Set task
Starting at the line that contains "Mark one point on each instance of the gray machine", transcribe every remaining line of the entries exactly, including the last one.

Exercise material
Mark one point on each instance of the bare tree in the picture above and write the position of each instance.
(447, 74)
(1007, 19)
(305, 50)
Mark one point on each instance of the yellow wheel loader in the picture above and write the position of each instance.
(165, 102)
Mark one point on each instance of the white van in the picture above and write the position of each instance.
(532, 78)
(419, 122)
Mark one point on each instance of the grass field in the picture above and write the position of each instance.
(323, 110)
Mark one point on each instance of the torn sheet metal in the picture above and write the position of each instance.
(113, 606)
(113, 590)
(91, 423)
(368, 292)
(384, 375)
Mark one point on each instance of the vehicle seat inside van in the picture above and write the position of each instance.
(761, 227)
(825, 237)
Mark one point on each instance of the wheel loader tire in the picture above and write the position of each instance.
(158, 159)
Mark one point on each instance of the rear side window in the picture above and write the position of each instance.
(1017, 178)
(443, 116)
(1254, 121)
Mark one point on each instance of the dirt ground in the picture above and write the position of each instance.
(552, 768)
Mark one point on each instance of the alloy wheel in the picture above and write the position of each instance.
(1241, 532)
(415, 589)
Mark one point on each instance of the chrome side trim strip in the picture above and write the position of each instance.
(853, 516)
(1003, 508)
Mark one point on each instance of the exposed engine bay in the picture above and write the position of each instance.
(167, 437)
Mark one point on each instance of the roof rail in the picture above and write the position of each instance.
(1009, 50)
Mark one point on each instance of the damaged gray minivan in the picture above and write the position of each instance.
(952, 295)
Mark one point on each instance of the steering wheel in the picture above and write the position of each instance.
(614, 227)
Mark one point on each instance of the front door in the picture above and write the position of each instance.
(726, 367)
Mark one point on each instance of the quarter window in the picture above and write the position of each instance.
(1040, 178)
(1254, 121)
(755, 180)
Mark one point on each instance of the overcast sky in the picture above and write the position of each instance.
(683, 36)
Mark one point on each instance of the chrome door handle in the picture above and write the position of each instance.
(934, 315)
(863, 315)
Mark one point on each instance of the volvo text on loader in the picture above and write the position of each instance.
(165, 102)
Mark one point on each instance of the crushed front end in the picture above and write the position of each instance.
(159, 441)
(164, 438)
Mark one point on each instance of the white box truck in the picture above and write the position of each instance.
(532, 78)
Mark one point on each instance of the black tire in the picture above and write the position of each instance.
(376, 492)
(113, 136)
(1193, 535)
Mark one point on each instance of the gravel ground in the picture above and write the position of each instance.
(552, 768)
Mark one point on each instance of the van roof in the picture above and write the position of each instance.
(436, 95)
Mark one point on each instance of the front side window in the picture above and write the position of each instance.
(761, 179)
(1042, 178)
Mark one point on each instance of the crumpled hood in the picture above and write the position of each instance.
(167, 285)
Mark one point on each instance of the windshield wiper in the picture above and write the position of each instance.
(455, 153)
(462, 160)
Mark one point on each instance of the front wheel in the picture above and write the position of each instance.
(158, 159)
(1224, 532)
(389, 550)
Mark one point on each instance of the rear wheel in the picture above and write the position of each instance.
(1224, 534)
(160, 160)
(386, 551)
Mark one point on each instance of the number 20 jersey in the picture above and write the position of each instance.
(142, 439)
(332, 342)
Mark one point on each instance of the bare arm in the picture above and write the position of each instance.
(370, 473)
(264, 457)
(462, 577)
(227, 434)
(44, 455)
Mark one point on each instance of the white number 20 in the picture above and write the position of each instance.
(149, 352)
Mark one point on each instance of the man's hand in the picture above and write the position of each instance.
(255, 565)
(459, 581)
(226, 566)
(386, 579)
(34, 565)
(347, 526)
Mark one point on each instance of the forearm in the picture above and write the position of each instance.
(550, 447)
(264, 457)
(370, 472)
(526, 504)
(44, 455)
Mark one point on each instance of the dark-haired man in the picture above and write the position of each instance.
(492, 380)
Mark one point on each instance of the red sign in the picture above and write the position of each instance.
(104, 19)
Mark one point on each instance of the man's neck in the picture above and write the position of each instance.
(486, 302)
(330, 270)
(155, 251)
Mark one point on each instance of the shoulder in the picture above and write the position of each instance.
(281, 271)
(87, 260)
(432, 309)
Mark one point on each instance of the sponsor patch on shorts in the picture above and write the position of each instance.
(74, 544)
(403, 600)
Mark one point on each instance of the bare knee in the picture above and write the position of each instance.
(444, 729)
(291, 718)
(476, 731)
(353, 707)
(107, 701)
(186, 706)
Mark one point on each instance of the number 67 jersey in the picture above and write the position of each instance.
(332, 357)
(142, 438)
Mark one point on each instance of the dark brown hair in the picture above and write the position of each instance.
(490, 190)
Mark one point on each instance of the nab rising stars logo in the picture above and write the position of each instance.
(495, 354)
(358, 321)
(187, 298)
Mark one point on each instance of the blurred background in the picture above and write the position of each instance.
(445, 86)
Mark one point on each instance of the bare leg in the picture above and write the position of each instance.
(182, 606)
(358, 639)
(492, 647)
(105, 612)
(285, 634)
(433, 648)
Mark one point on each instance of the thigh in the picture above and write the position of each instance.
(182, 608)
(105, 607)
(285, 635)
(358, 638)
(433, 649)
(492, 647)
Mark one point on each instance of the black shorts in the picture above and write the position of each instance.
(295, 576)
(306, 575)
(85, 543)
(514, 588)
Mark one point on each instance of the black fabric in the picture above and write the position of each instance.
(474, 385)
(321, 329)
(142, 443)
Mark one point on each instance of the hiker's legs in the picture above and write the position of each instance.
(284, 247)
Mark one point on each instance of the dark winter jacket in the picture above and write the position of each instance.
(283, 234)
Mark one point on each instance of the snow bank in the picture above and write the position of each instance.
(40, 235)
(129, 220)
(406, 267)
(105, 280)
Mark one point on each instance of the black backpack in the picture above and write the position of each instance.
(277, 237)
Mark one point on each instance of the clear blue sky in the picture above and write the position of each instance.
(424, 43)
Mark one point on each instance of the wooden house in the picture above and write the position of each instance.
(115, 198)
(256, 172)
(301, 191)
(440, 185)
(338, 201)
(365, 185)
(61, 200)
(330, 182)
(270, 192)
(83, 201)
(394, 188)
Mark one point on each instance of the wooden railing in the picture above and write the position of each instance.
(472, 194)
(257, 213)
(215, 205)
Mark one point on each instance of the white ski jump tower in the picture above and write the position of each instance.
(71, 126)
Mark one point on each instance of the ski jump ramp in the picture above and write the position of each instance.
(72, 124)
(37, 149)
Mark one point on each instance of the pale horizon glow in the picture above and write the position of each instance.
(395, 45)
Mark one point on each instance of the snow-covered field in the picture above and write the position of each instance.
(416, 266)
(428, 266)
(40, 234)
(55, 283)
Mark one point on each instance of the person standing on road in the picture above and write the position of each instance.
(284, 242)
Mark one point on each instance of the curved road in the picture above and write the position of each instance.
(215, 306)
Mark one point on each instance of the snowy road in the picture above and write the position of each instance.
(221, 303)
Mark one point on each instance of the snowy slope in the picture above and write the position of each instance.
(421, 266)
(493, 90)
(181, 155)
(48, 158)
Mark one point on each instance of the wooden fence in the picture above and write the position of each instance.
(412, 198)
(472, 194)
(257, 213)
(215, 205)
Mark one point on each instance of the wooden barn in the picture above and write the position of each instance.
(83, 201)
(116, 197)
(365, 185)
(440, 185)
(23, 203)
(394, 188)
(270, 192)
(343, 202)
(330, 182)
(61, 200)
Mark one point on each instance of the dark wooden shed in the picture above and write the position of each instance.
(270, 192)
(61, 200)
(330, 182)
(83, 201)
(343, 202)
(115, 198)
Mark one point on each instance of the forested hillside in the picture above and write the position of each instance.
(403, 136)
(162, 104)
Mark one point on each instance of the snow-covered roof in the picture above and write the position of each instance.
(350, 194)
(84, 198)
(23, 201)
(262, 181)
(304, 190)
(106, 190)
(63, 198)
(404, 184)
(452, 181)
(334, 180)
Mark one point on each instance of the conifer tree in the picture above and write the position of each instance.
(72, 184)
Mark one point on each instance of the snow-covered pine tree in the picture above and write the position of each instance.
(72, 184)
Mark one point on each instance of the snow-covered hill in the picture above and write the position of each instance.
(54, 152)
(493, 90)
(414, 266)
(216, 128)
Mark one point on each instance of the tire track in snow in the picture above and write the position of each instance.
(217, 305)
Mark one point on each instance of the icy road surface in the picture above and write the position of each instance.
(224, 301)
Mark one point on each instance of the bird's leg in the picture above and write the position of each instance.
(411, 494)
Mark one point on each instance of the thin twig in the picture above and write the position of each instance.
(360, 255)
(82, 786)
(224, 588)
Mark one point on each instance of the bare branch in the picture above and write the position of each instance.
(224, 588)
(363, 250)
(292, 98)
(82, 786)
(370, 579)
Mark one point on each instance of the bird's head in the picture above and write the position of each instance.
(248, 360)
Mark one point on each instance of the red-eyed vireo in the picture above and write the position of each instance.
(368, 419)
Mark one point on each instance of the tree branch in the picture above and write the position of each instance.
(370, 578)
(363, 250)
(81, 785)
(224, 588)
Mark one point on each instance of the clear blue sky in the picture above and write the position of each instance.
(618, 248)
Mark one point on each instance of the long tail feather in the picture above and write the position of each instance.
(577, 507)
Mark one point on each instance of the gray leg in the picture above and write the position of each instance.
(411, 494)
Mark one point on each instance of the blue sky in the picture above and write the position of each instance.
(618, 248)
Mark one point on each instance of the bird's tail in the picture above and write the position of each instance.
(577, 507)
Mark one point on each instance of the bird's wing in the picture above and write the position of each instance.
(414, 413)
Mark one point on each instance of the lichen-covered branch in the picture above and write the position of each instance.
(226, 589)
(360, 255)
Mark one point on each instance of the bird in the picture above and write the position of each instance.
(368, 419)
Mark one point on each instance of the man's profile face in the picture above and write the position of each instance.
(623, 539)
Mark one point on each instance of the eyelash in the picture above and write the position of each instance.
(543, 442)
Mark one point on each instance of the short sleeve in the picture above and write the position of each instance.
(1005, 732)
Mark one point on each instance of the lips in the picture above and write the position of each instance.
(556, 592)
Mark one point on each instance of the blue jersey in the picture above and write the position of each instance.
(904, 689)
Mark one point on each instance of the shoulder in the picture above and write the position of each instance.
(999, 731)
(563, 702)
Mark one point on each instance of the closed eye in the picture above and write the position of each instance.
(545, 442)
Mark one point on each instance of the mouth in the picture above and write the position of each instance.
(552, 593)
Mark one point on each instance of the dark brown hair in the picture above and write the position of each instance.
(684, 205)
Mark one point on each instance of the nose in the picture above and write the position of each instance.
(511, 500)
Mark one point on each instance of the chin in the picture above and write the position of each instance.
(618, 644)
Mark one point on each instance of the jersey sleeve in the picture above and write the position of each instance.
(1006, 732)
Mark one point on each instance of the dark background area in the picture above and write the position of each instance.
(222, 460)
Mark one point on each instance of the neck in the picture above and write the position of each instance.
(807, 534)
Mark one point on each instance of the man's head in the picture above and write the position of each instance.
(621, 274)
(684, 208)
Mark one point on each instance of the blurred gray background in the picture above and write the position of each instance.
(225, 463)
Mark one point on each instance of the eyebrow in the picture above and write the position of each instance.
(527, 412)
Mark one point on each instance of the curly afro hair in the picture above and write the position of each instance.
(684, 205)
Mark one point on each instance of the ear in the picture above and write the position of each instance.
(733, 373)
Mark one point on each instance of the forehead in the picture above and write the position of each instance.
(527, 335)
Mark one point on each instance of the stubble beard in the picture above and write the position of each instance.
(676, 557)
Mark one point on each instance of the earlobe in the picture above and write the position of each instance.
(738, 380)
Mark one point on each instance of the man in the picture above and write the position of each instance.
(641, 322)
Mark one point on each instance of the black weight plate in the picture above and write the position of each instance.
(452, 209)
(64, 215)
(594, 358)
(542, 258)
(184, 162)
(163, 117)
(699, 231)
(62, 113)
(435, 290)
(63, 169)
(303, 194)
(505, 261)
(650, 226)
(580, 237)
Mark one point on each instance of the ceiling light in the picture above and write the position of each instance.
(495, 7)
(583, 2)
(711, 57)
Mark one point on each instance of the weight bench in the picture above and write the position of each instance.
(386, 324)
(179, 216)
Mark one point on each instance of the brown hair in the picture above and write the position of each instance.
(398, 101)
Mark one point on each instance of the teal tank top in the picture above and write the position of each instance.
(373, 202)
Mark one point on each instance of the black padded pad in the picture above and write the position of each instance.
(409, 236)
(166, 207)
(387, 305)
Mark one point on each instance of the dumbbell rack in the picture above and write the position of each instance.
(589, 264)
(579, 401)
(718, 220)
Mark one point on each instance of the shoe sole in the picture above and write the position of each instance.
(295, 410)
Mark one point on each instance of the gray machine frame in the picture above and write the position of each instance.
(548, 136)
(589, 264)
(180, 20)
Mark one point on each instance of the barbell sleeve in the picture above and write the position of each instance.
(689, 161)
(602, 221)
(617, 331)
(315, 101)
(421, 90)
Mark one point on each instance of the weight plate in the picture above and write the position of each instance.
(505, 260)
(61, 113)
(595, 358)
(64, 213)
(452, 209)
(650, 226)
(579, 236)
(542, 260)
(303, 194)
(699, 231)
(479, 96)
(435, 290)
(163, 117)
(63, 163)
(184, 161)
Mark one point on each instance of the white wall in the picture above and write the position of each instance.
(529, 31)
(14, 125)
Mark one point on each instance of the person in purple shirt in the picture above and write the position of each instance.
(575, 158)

Task output
Mark one point on each instance of the gray machine frame in the picture above and write the position of each instance.
(548, 136)
(589, 264)
(180, 20)
Mark one point on each instance of the barbell sleeve in the picture above and write the position of each instance.
(689, 161)
(602, 221)
(617, 331)
(315, 101)
(421, 90)
Mark one point on each instance of the weight plate in the picture above and write the position of each instance.
(505, 260)
(61, 113)
(595, 358)
(64, 213)
(452, 209)
(650, 226)
(579, 236)
(542, 260)
(303, 194)
(699, 231)
(479, 96)
(435, 290)
(163, 117)
(63, 163)
(184, 161)
Mark one point on each instance of the white wall in the picture above and write the position of each instance.
(529, 31)
(14, 125)
Mark one point on each instance of the person in purple shirt in the picture above and write the position of each instance.
(575, 158)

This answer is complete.